[Dataset records]
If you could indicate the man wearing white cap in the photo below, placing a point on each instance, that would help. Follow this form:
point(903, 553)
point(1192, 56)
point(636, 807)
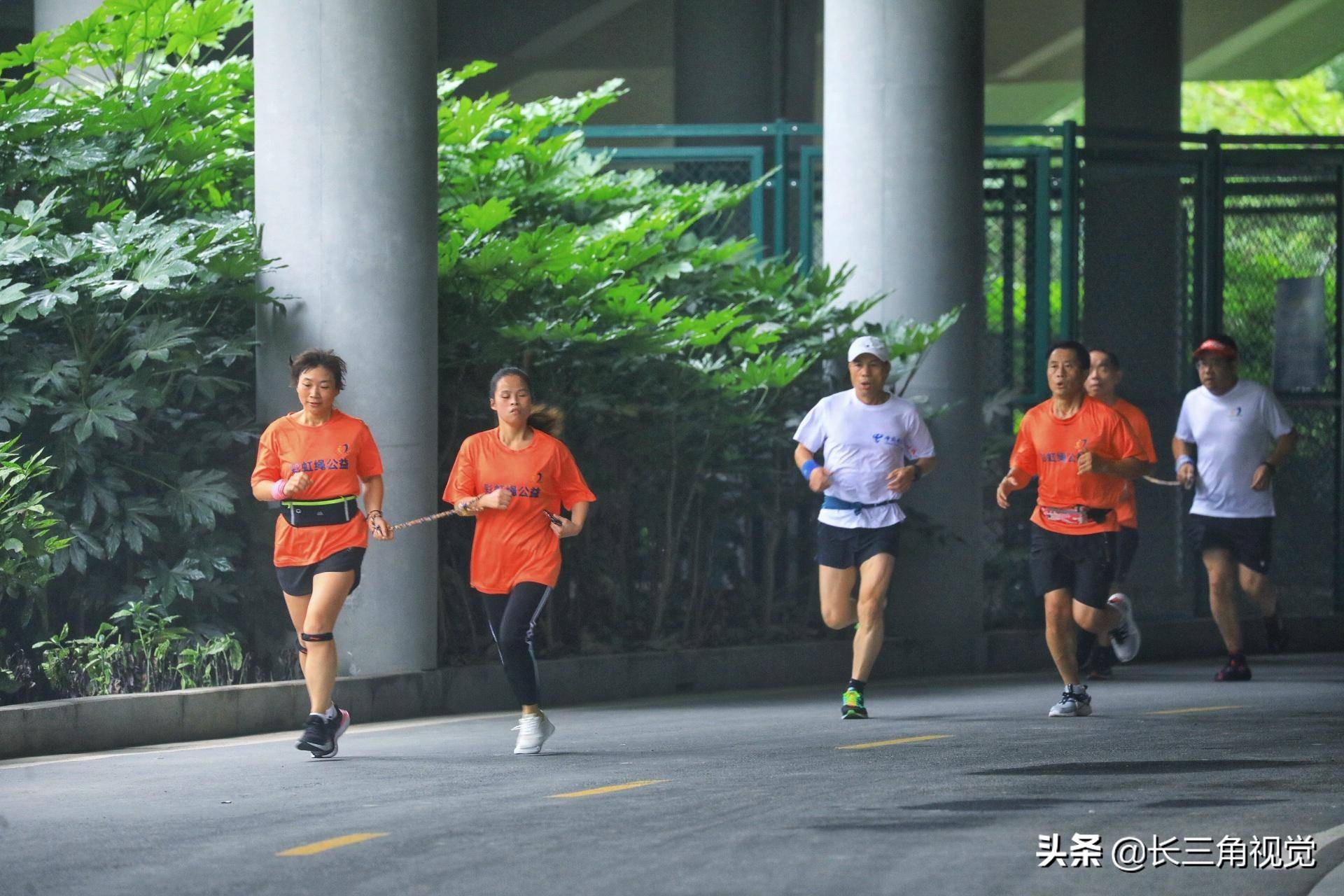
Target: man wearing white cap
point(1231, 438)
point(875, 448)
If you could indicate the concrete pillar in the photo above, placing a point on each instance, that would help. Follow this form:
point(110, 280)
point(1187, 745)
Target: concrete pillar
point(346, 192)
point(1135, 248)
point(54, 14)
point(904, 105)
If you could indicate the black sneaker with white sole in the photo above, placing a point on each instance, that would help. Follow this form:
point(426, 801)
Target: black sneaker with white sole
point(321, 734)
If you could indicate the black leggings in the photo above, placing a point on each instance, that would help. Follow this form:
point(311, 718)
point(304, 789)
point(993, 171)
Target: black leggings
point(512, 618)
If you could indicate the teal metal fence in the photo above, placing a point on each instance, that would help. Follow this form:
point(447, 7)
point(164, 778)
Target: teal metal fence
point(1253, 209)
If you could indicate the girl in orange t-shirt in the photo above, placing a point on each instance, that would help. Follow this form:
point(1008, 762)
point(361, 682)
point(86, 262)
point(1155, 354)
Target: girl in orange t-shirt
point(315, 463)
point(515, 479)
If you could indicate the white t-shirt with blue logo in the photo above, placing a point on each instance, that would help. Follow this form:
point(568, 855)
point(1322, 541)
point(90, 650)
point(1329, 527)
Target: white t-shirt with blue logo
point(860, 445)
point(1233, 433)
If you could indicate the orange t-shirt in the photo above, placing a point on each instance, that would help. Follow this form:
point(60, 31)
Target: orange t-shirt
point(517, 545)
point(337, 454)
point(1049, 449)
point(1128, 510)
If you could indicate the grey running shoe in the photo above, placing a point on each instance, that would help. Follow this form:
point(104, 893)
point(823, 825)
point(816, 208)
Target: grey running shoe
point(1124, 638)
point(1074, 703)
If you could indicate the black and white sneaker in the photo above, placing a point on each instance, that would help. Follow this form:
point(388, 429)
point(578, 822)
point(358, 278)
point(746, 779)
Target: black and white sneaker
point(321, 734)
point(1074, 703)
point(1124, 638)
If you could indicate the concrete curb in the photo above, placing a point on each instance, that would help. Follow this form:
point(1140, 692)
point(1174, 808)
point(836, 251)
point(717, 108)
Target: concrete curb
point(134, 720)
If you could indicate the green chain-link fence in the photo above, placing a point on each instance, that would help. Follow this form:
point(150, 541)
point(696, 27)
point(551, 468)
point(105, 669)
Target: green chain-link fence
point(1252, 210)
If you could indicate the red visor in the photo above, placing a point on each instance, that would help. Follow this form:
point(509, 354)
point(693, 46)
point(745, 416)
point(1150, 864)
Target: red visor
point(1214, 347)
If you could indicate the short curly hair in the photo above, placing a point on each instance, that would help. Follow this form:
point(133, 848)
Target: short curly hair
point(311, 358)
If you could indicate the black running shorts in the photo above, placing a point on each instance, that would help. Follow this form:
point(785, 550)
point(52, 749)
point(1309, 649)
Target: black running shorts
point(1250, 540)
point(1082, 564)
point(299, 580)
point(847, 548)
point(1126, 543)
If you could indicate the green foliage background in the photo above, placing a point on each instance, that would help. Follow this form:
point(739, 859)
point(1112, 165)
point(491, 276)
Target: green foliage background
point(128, 264)
point(682, 358)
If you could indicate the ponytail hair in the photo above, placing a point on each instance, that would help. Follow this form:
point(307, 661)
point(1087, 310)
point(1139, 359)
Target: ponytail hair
point(546, 418)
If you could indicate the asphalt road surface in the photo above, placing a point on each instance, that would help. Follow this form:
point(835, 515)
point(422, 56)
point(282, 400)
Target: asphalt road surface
point(951, 788)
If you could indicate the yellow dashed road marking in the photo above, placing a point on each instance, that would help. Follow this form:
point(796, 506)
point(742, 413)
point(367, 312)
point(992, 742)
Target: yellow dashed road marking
point(892, 743)
point(335, 843)
point(610, 789)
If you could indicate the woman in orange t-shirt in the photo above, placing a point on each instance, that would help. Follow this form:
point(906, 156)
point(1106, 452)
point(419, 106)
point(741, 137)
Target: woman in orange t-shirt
point(515, 480)
point(314, 463)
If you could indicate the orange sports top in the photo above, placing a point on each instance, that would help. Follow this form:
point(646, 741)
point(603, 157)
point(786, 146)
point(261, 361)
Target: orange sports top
point(517, 545)
point(1049, 449)
point(1128, 510)
point(337, 454)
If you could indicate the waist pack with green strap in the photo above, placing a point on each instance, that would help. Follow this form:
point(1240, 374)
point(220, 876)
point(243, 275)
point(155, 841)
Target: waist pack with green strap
point(326, 512)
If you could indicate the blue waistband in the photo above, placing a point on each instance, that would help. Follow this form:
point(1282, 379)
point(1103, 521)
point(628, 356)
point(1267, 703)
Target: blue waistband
point(832, 503)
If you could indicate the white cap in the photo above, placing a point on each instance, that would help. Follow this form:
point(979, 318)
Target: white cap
point(869, 346)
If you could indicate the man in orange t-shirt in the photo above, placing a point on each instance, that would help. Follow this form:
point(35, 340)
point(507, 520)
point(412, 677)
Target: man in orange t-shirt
point(1094, 653)
point(1084, 454)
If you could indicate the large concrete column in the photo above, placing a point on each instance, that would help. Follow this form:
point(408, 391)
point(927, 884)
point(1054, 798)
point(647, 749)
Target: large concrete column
point(904, 105)
point(346, 192)
point(1133, 250)
point(54, 14)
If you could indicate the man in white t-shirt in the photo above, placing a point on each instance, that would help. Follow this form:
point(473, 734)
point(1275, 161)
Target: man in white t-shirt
point(875, 448)
point(1231, 438)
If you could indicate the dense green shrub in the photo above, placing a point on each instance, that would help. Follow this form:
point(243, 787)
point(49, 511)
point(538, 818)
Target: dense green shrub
point(128, 264)
point(682, 358)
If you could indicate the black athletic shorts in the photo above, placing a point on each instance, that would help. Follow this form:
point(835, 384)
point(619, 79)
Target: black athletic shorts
point(846, 548)
point(299, 580)
point(1126, 543)
point(1250, 540)
point(1082, 564)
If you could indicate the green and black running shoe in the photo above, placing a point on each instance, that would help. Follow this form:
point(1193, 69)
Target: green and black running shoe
point(851, 706)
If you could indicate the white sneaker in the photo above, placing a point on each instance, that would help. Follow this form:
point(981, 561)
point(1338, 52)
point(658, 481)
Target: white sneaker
point(1124, 638)
point(1074, 703)
point(533, 729)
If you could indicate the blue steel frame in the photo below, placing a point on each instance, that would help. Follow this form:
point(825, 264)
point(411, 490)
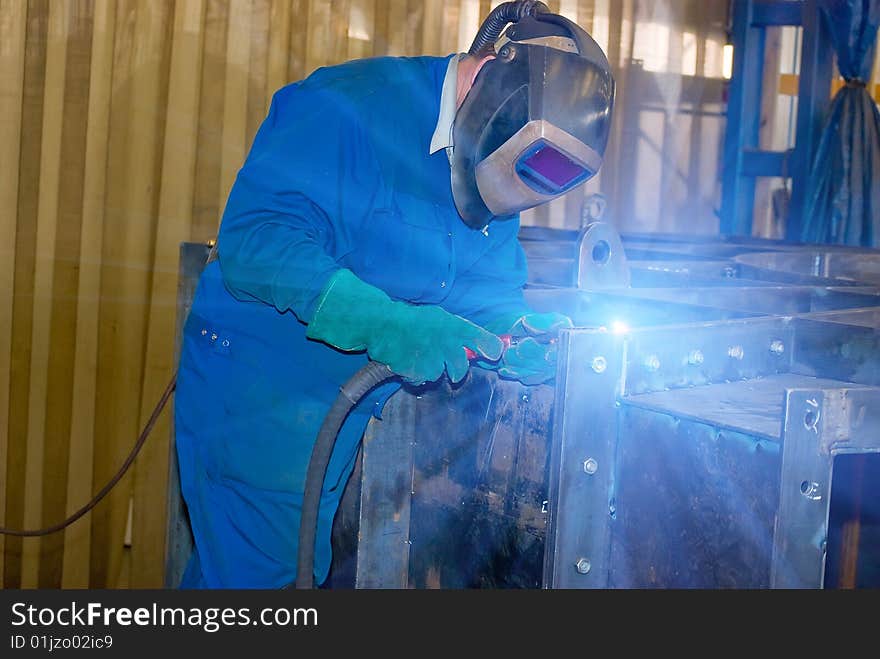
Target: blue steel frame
point(744, 161)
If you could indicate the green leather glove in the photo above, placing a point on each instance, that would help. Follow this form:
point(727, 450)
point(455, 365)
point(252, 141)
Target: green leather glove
point(416, 342)
point(532, 358)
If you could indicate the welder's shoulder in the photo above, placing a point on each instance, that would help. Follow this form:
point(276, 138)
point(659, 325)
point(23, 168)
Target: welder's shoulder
point(373, 89)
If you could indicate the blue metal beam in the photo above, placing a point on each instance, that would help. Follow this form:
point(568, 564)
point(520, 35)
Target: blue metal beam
point(773, 13)
point(814, 97)
point(765, 163)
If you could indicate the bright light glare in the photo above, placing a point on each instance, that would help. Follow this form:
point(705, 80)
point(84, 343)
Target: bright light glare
point(619, 327)
point(727, 61)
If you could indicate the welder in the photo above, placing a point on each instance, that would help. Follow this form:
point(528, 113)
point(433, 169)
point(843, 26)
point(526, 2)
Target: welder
point(375, 218)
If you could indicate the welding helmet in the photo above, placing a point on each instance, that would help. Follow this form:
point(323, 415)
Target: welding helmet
point(535, 122)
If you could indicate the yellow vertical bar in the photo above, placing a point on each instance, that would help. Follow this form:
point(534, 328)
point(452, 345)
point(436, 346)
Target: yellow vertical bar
point(432, 28)
point(234, 139)
point(79, 467)
point(361, 25)
point(318, 46)
point(340, 14)
point(397, 27)
point(468, 23)
point(47, 217)
point(13, 16)
point(174, 222)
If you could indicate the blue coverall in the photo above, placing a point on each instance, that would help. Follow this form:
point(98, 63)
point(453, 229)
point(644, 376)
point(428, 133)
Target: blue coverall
point(339, 176)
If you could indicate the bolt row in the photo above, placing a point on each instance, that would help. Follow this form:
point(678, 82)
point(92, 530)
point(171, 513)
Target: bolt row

### TASK STATEMENT:
Using the data above, transcribe the lines that run from the line with "point(150, 541)" to the line with "point(1150, 864)", both ends kept, and output nothing else.

### OUTPUT:
point(150, 541)
point(696, 27)
point(551, 468)
point(105, 669)
Target: green chain-link fence
point(1252, 210)
If you could indicate the red visor in the photo above, placing a point on each instance, that would help. Follow this form:
point(509, 354)
point(693, 46)
point(745, 416)
point(1150, 864)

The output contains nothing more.